017.SONE - Falando de nós


> Chegamos finalmente  a Sone em 6.Mar.70.
> Depois de 11 meses em Massangulo.
> Depois de viver em tendas, durante 6 meses, em Maniamba.
> Depois de mais 50 dias em Catur à espera da partida.

Mesmo junto à margem direita do Rio Zambeze, um rio enorme e caudaloso, cheio de ilhotas e ladeado de um ambiente extremamente verdejante, estávamos nós… sem objectivos nem operações de risco… que mais querias? 
Em verdade o nosso sonho era a praia! É bom sonhar!
A vivenda dos Furriéis está mesmo pertinho do rio, um pouco mais atrás edifícios maiores acomodavam os Cabos e Soldados e todos os outros serviços da companhia e, à entrada do aquartelamento, as vivendas dos Oficiais. Fixe!

Estamos de férias… já não era sem tempo!

Mas em breve nos separamos porque foi um Grupo para Canxixe e outro para Tambara. Ambos locais muito tranquilos também.
Cartas, banhos de sol, Laurentinas, boa comida, muita descontracção, muita despreocupação, etc.

•••

▸ **ENUNCIADO DO EXERCÍCIO 1**: Enumere todos os nomes de lugares mencionados no relato sobre a chegada a Sone, incluindo o do rio.
▸ **ENUNCIADO DO EXERCÍCIO 2**: Extraia da listagem cada linha em que figure a palavra "white".

Registos em bruto:
•••

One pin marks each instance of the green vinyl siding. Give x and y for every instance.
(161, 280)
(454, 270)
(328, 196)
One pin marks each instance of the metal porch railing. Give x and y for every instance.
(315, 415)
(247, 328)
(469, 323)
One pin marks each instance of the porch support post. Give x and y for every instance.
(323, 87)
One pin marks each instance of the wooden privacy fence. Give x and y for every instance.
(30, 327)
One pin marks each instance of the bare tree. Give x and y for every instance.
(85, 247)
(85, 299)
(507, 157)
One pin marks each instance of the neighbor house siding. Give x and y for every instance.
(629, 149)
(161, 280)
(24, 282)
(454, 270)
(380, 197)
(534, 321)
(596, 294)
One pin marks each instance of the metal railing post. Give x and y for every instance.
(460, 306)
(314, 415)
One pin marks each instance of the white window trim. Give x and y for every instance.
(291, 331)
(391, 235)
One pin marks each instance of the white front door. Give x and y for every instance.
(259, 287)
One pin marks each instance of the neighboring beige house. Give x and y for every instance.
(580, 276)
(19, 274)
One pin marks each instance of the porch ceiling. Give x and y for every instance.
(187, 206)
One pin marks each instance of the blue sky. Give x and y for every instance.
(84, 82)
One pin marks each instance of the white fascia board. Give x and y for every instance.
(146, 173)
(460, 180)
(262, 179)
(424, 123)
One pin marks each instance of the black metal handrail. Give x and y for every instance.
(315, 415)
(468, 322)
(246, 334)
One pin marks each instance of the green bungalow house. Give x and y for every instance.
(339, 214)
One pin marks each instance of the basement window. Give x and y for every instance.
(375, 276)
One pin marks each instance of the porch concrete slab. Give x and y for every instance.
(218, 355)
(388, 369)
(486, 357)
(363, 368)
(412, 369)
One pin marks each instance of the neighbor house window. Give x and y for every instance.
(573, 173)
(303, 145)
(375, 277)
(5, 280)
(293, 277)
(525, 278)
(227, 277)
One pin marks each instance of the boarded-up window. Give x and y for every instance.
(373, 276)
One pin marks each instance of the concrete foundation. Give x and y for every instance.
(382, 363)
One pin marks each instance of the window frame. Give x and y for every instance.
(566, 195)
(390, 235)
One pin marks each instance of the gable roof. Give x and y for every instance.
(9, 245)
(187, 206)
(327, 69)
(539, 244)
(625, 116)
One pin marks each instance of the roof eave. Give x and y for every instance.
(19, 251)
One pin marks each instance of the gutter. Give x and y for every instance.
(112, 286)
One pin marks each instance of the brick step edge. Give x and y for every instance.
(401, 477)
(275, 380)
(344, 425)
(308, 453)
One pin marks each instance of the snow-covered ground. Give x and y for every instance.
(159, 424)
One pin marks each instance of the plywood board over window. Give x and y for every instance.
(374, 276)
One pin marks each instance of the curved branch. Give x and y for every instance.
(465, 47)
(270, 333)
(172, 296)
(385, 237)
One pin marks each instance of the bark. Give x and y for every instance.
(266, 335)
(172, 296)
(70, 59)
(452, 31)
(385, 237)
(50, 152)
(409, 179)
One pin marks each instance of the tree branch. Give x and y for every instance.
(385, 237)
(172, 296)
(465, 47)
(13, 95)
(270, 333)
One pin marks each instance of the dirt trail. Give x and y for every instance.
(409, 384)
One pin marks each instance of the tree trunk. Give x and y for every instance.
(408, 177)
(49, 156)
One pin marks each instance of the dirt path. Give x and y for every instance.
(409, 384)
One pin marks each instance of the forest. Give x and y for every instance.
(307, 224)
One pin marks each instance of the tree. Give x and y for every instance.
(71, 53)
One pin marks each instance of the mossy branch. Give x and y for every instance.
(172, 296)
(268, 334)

•••

▸ **RESULTADO DO EXERCÍCIO 1**: Sone, Massangulo, Maniamba, Catur, Rio Zambeze, Canxixe, Tambara

▸ **RESULTADO DO EXERCÍCIO 2**:
One pin marks each instance of the white window trim. Give x and y for every instance.
One pin marks each instance of the white front door. Give x and y for every instance.
One pin marks each instance of the white fascia board. Give x and y for every instance.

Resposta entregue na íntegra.